══ RECORDS SHOWN
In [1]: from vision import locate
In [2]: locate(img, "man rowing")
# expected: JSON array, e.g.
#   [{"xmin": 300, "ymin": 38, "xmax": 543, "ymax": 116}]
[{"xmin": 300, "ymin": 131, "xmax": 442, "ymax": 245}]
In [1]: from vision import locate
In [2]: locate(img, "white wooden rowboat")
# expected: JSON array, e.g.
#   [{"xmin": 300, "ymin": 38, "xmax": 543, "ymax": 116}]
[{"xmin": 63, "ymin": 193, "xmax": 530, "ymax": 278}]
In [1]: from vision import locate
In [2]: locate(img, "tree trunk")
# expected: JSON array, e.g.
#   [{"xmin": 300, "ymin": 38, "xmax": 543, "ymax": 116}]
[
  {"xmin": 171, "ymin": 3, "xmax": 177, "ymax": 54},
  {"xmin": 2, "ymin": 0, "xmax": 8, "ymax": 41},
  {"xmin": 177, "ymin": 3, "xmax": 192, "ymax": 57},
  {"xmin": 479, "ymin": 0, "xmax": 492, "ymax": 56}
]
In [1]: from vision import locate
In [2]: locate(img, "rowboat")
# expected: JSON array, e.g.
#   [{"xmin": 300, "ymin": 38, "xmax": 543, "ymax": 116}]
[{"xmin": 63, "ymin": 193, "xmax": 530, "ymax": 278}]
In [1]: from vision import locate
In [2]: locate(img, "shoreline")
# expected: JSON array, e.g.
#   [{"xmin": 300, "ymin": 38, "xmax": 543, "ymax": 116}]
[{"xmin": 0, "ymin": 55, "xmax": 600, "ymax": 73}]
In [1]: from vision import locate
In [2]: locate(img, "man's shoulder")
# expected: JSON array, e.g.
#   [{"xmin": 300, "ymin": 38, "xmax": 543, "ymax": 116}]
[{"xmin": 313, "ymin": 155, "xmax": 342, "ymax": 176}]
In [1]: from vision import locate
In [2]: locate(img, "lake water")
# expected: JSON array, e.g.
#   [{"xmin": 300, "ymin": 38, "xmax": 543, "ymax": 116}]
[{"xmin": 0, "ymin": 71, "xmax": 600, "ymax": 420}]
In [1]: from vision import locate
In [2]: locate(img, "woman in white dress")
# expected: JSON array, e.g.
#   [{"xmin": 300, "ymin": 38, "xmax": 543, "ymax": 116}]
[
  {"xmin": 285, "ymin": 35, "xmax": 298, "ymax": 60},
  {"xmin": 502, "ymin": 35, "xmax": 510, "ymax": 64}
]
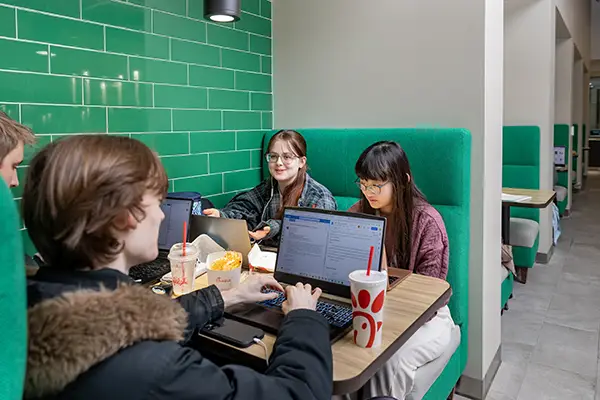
════
- **PROBLEM DESCRIPTION**: List every line in the entries above that contains the string "white". Copy each such line in full and unchanged.

- **EXERCISE RESULT**:
In [2]: locate(img, "white wooden rowboat")
In [2]: locate(img, "woman in white dress")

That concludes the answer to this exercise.